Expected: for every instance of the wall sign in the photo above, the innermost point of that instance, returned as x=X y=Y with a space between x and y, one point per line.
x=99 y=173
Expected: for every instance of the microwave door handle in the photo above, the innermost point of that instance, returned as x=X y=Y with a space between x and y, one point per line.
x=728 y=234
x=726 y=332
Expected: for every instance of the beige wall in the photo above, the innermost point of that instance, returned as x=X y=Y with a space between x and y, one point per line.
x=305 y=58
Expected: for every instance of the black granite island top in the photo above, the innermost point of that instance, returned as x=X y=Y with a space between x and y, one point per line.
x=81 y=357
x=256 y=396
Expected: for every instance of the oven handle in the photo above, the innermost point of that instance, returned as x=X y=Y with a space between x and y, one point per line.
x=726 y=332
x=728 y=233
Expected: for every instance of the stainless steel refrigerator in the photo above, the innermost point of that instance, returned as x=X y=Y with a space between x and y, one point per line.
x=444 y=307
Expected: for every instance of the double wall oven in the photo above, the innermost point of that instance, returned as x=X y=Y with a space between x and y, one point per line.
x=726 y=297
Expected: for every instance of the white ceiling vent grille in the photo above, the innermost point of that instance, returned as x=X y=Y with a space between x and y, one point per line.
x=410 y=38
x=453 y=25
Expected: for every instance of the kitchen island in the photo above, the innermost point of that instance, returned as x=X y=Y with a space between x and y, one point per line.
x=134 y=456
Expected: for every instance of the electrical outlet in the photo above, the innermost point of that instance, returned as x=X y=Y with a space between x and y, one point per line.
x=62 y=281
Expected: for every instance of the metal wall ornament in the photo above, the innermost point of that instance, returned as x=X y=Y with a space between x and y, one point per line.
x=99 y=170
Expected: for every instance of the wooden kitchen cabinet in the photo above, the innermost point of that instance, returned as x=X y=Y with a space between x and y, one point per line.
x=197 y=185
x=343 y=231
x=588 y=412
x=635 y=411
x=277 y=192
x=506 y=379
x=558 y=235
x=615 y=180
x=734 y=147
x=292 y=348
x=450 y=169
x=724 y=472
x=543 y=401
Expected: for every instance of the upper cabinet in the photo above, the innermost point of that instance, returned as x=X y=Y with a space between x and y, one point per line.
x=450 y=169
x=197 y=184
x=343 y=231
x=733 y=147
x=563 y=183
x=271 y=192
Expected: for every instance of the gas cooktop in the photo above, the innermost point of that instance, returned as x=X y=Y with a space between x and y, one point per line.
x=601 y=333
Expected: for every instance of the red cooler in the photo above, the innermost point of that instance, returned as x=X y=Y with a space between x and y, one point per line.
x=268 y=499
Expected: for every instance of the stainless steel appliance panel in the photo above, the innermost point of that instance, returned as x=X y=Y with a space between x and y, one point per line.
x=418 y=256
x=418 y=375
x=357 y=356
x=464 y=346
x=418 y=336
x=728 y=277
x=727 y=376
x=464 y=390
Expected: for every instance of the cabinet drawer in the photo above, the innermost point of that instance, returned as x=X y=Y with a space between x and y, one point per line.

Exercise objective: Your task is to extract all of the records exactly.

Written response:
Expected: for every instance of the wall sign in the photo above, the innermost point of that instance, returned as x=X y=Y with a space between x and y, one point per line.
x=99 y=173
Expected: for every instance of the microwave door handle in the photo above, the innermost point of that instance, returned as x=X y=Y with a space between x and y, one point per line.
x=728 y=234
x=726 y=332
Expected: for every instance of the beige wall in the photo above, the innermost point of that instance, returned as x=X y=Y with a space between x and y, one point per line.
x=305 y=58
Expected: for every instance of the black granite island top in the photo above, the innermost point of that instance, returned as x=X y=Y with a space between x and y, one point per line.
x=81 y=357
x=256 y=396
Expected: for every instance of the oven handle in the photo above, the innermost point of that instance, returned as x=X y=Y with a space between x and y, one point per line.
x=726 y=332
x=728 y=233
Expected: for every instance of the stainless steel refrigerator in the photo above, the innermost point of that instance, returned as x=X y=Y with a space between x and y, one point per line.
x=444 y=307
Expected: for every instance of the double wall oven in the photo above, the innermost point of that instance, returned as x=X y=Y with a space between x and y, one point per line.
x=726 y=297
Expected: for every instance of the white ceiling vent grille in the photo above, the innermost point of that instance, returned as x=X y=Y with a space between x and y, one point per line.
x=410 y=38
x=453 y=25
Expected: for every instance of the kitchen island in the photo above, the innermost point of that instance, returned as x=X y=Y with a space between x and y, one point per line.
x=134 y=456
Expected: for every instance of the electrical outlet in the photo above, the innermost point of that instance, returned as x=X y=Y with a space between x and y, one point per line.
x=62 y=281
Expected: for every instance of the metal wall ornament in the photo above, the innermost point of that instance, returned as x=X y=Y with a space between x and y, one point per line.
x=99 y=170
Expected: for every instance of the wooden kitchen cabinet in the photo above, the innermost point of that instance, returned as x=X y=Y with a space between x and y, one point per line.
x=197 y=185
x=343 y=231
x=588 y=412
x=635 y=411
x=277 y=192
x=506 y=379
x=558 y=235
x=615 y=180
x=734 y=147
x=292 y=348
x=450 y=169
x=724 y=472
x=543 y=401
Expected: for every instance of the upper cabinet in the photo above, the innermost point of that instance, returned as x=X y=Y with a space between x and y, one point per line.
x=450 y=169
x=197 y=184
x=343 y=231
x=733 y=147
x=563 y=183
x=271 y=192
Expected: for every instance of the gas cooktop in the photo above, the innermost point of that instance, returned as x=X y=Y with a space between x and y, one point per line.
x=601 y=333
Expected: for every instance of the red cooler in the photo above, the innermost point of that instance, returned as x=X y=Y with a space between x and y, one point per line.
x=268 y=499
Expected: for every instance of the stainless steel appliance panel in the photo above, the innermost point of that instance, returned as x=X y=Y with a space between x and y, one point per line.
x=418 y=256
x=418 y=375
x=357 y=356
x=464 y=346
x=418 y=336
x=728 y=277
x=727 y=376
x=464 y=390
Expected: for every instance of the cabinet drawer in the photo above, the innermost point of that instance, returned as x=X y=Y with a space between x and y, one point per line.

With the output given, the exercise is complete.